__Problem description__.
Count the lines in the listing below that contain the word "blue", with case counting, and reply with the number alone.
─── Extracted entries
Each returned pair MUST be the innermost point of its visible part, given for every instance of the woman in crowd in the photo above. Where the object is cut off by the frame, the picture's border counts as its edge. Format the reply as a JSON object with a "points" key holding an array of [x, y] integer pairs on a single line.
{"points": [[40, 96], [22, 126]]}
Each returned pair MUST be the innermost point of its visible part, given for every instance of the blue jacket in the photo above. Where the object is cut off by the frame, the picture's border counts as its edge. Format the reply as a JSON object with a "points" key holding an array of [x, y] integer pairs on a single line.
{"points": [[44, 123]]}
──────
─── Extracted entries
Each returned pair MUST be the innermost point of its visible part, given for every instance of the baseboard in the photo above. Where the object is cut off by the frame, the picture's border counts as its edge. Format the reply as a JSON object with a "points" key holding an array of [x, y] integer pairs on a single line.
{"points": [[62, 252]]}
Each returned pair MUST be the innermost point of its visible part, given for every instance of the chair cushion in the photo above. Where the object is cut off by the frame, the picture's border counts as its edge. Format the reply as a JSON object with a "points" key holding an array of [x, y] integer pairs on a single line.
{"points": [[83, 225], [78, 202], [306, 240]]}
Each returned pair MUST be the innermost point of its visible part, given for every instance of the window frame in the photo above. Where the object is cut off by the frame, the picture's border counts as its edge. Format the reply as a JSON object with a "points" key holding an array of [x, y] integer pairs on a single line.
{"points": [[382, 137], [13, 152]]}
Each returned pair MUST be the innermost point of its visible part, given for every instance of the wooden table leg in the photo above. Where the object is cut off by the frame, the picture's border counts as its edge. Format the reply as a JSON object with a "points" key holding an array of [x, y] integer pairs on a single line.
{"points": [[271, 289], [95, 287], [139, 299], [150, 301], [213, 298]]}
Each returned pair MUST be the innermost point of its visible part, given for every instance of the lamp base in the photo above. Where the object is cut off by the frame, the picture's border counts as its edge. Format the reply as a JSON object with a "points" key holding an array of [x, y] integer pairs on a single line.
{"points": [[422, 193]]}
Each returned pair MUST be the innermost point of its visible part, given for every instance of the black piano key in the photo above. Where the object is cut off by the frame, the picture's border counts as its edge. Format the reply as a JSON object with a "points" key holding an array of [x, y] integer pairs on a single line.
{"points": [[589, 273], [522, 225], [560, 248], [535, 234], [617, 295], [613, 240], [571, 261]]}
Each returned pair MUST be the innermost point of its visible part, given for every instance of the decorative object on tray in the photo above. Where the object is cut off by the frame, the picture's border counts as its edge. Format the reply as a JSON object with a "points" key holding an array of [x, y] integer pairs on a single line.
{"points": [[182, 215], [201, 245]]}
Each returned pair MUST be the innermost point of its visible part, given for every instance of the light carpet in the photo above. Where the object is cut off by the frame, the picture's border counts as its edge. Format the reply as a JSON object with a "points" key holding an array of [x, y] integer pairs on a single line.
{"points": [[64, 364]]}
──────
__Exercise answer__.
1